> _Directions for this task_: Copy each line in the data that includes the word "grassy".

[Stored items]
----

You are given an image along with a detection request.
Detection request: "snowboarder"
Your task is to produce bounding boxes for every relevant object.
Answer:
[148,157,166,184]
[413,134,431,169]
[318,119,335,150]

----

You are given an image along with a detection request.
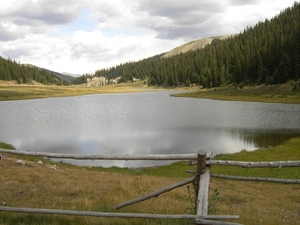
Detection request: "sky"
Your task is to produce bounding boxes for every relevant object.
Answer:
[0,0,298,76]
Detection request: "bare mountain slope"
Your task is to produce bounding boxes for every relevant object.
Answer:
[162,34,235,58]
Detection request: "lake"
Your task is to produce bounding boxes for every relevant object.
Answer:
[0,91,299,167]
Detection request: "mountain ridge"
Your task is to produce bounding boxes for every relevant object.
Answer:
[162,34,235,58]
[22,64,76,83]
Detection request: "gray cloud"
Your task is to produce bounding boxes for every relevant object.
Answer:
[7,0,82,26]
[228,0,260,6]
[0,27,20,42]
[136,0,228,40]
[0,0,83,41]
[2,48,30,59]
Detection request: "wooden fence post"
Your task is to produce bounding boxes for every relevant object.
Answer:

----

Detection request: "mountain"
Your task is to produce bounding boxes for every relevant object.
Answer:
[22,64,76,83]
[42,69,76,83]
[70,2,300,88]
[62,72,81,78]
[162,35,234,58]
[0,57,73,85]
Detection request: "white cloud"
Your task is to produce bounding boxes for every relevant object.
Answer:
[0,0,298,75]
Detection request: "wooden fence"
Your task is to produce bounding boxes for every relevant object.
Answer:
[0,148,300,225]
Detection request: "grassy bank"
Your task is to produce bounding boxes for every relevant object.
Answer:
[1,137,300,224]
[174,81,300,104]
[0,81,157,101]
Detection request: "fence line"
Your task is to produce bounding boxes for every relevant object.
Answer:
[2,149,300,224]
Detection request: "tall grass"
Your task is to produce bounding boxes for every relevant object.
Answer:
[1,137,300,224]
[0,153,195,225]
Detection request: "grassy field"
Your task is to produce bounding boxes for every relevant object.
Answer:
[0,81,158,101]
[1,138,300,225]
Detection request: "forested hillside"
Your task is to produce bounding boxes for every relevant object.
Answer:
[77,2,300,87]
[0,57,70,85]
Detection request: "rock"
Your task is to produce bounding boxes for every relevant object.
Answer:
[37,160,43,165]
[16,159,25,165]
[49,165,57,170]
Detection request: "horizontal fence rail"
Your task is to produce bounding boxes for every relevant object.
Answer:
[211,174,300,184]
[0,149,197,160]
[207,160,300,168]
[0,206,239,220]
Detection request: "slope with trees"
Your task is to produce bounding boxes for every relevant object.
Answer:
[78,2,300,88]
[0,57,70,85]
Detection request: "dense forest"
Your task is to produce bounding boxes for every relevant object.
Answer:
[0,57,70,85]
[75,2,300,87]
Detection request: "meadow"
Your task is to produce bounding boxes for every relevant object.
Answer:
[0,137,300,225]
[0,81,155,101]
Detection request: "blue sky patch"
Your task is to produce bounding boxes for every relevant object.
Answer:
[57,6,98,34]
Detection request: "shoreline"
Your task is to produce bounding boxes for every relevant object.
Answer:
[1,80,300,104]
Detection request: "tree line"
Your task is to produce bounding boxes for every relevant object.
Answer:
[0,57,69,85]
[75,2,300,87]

----

> _Reply_:
Detection request: "grassy bank"
Detection request: "grassy field"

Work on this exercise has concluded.